:: Stated task ::
Copy out the rows below, substituting "object category" for every occurrence of "target class" and leaving everything else unchanged.

:: Detection annotation records ::
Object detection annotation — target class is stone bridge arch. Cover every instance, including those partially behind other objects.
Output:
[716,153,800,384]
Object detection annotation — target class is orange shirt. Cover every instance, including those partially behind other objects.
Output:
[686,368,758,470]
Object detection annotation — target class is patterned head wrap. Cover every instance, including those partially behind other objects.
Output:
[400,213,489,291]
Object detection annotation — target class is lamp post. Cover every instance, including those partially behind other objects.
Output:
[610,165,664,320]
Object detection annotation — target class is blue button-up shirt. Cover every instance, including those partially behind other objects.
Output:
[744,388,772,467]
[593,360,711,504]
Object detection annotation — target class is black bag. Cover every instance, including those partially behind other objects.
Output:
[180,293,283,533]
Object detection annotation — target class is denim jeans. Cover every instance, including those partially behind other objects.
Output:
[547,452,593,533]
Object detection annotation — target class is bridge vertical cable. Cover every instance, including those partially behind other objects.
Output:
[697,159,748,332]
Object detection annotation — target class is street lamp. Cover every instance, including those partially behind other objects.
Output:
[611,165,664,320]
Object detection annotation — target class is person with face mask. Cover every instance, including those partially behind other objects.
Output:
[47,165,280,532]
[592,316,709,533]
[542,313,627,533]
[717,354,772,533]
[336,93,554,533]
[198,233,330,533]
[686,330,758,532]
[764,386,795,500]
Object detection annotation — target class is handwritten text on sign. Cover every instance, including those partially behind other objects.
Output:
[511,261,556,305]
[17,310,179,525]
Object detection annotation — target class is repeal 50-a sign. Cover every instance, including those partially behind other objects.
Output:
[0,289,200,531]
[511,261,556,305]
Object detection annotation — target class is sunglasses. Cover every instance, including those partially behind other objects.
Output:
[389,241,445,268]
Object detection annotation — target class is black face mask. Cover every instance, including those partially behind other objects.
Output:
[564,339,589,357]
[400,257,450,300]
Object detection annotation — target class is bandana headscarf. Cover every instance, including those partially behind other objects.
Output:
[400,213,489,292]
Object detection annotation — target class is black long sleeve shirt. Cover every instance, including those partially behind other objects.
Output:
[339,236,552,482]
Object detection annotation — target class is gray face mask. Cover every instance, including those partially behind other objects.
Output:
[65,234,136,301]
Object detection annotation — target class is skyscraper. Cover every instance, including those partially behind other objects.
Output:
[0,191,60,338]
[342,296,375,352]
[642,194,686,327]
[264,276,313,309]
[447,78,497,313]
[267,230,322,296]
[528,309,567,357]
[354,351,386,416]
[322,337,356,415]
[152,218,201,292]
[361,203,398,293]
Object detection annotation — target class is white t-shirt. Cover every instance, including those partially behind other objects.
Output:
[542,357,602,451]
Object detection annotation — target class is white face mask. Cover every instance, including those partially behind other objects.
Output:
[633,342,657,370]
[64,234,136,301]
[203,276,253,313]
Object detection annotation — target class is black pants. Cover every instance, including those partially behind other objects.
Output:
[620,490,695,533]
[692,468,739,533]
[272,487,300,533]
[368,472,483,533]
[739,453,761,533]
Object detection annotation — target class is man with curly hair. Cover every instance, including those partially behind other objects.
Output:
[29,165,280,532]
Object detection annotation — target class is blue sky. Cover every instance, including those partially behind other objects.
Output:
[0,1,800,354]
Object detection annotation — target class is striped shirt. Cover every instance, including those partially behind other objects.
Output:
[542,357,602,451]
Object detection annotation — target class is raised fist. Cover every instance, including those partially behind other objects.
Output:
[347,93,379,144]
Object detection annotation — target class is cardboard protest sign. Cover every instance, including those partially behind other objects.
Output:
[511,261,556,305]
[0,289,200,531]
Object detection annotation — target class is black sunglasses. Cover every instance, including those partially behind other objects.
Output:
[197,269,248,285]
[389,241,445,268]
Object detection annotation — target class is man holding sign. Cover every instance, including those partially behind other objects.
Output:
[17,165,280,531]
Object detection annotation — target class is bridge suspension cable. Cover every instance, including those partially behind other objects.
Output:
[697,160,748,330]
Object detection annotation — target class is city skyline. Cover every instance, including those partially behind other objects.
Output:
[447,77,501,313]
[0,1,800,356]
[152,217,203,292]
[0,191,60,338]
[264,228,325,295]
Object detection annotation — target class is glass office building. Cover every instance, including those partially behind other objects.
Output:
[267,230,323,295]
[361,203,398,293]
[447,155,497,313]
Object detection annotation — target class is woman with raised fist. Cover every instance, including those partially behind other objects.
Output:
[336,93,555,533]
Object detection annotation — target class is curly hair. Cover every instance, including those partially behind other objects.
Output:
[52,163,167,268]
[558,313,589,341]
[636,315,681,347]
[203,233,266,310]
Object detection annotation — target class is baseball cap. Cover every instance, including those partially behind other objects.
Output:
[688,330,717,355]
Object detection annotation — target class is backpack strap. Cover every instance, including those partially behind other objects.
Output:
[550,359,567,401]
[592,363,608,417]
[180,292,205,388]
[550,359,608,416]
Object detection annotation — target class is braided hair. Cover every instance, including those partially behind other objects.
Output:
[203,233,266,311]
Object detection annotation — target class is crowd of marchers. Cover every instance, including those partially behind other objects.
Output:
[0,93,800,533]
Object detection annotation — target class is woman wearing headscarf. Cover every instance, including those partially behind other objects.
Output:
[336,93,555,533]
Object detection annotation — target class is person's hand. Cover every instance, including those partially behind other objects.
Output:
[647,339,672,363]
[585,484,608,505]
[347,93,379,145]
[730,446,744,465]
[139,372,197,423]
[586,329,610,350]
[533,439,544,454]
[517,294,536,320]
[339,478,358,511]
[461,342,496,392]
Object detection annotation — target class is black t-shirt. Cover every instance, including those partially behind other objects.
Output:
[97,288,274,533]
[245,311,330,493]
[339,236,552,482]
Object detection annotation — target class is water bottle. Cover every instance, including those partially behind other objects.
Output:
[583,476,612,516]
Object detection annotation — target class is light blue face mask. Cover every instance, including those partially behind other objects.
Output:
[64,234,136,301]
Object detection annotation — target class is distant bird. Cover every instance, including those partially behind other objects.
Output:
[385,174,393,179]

:: Response below ::
Object detection annotation — object category is stone bridge arch. Cover every instance, including those partially behind other objects.
Output:
[716,153,800,384]
Object detection annotation — object category is orange shirt. Cover every instance, including those partially behind other objects.
Output:
[686,368,758,470]
Object detection annotation — object category is patterned head wrap. Cover every instance, including those partially behind other objects.
Output:
[400,213,489,291]
Object detection annotation — object category is lamp post. Cover every instance, including those partially behind other objects.
Output:
[610,165,664,320]
Object detection annotation — object category is blue button-up shirt. Cover every instance, including those partially behind other objects.
Output:
[744,388,772,467]
[593,360,711,504]
Object detection annotation — object category is black bag. Cover every instance, including those partially behind other objects.
Output:
[180,293,283,533]
Object detection annotation — object category is denim jeans. Cover every instance, including those partially behind other objects.
Output:
[547,452,593,533]
Object detection annotation — object category is bridge vertical cable. Cover every instance, including those partially behind other objects.
Output:
[697,159,748,332]
Object detection annotation — object category is street lamp. Cover every instance, including those partially behind other objects.
Output:
[611,165,664,320]
Object detection annotation — object category is person with face mask. Cover every instance, including those partially behind other objects.
Output:
[47,165,280,532]
[592,316,709,533]
[542,313,627,533]
[717,354,772,533]
[336,93,554,533]
[198,233,330,533]
[686,330,758,532]
[764,386,795,500]
Object detection annotation — object category is handwritten text on sign. Cover every instance, including those partially behind other objects.
Output:
[511,261,556,305]
[17,310,179,525]
Object detection annotation — object category is repeal 50-a sign. Cover every instance, including those partially behind other objects.
Output:
[0,289,200,531]
[511,261,556,305]
Object detection annotation — object category is sunglasses. Cover every instance, including those partially behind other objects.
Output:
[389,241,445,268]
Object detection annotation — object category is black face mask. Cover every instance, including those partially behind other objects.
Output:
[564,339,589,357]
[400,257,450,300]
Object detection annotation — object category is bandana headscarf. Cover every instance, including those partially behind other objects.
Output:
[400,213,489,292]
Object detection annotation — object category is black long sleeve shirt. Cover every instance, including those partially behind other objects.
Output:
[339,236,552,482]
Object detection annotation — object category is gray face mask. Cover every instance, including those partially behind other objects.
Output:
[65,234,136,301]
Object detection annotation — object category is skyscraper. Cover every instance, including those partially behind other objects.
Output:
[0,191,60,338]
[342,296,375,352]
[642,194,686,327]
[264,276,313,309]
[447,78,497,313]
[267,230,322,296]
[528,309,567,357]
[354,351,386,416]
[322,337,356,415]
[152,218,201,292]
[361,203,398,293]
Object detection annotation — object category is white t-shirt. Cover every instance, including those partially behind other objects.
Output:
[542,357,602,451]
Object detection annotation — object category is white face mask. Cover every instance, including those partially behind other objects.
Output:
[633,342,657,370]
[64,234,136,301]
[203,276,253,313]
Object detection annotation — object category is black pants. Cover every instance, including those partially behind other objects.
Output:
[620,490,695,533]
[692,468,739,533]
[272,487,300,533]
[368,472,483,533]
[739,453,761,533]
Object detection annotation — object category is man with curly hair. Cover every instance, including those partially behind other objects.
Output:
[29,165,280,532]
Object detection annotation — object category is blue sky. Cover every instance, including those partially behind other objects.
Output:
[0,1,800,354]
Object detection annotation — object category is striped shirt. Cover every instance, including those partially behind other objects.
Output:
[542,357,602,451]
Object detection annotation — object category is raised fist. Cover every instance, including those partially behind other objects.
Output:
[347,93,379,144]
Object detection annotation — object category is cardboard protest sign. Cover every instance, including those partially behind other objects.
Output:
[511,261,556,305]
[0,289,200,531]
Object detection annotation — object category is black sunglasses. Cover every instance, including those partially behind other objects.
Output:
[197,269,248,285]
[389,241,445,268]
Object detection annotation — object category is man holding sign. Cover every instance, including those partially behind other objects.
Output:
[17,165,280,531]
Object detection annotation — object category is bridge suspension cable. Cover every instance, including those partially behind other objects.
Output:
[697,160,748,330]
Object detection annotation — object category is city skyline. Cover every instance, including those partially behind other objects.
Output:
[447,77,501,313]
[0,1,800,356]
[152,217,203,292]
[0,191,60,338]
[264,228,325,295]
Object detection annotation — object category is glass office building. Cover every instance, including those partially behind other objects.
Output:
[267,230,323,295]
[361,203,398,293]
[447,155,497,313]
Object detection annotation — object category is woman with raised fist. Cover every instance, including those partially behind other objects.
Output:
[336,93,555,533]
Object detection annotation — object category is curly hair. Cover every instance, including those partially behind other objects.
Output:
[52,163,167,268]
[558,313,589,341]
[636,315,681,347]
[203,233,266,310]
Object detection annotation — object category is baseball cap. Cover every instance, including those partially behind other objects.
Output:
[688,330,717,355]
Object detection annotation — object category is backpack strap. Cover every instance, including those partially behind other objects.
Output:
[550,359,567,401]
[592,363,608,417]
[180,292,205,388]
[550,359,608,416]
Object detection annotation — object category is braided hair. Cover every instance, including those partially behind other objects.
Output:
[203,233,266,311]
Object detection annotation — object category is crowd of marchers. Cover every instance, including those partially behind other objects.
Output:
[0,93,800,533]
Object detection annotation — object category is woman wearing headscarf. Cover every instance, including those partially behind other objects.
Output:
[336,93,555,533]
Object detection annotation — object category is person's hand. Cover every instance, including those partially behind other objects.
Output:
[647,339,672,363]
[585,484,608,505]
[347,93,379,145]
[730,446,744,465]
[139,372,197,423]
[586,329,610,350]
[533,439,544,454]
[517,294,536,320]
[339,478,358,511]
[461,342,496,392]
Object detection annotation — object category is black t-shirt. Cover every instance, including those partially behind other objects.
Output:
[97,288,274,533]
[245,311,330,493]
[339,236,552,482]
Object detection annotation — object category is water bottle. Cover every instance, including those partially behind other objects.
Output:
[583,476,612,516]
Object detection annotation — object category is light blue face mask. Cover every instance, including those partially behind other objects.
Output:
[64,234,136,301]
Object detection annotation — object category is distant bird. Cover every instance, including those partially behind other objects.
Output:
[385,174,393,179]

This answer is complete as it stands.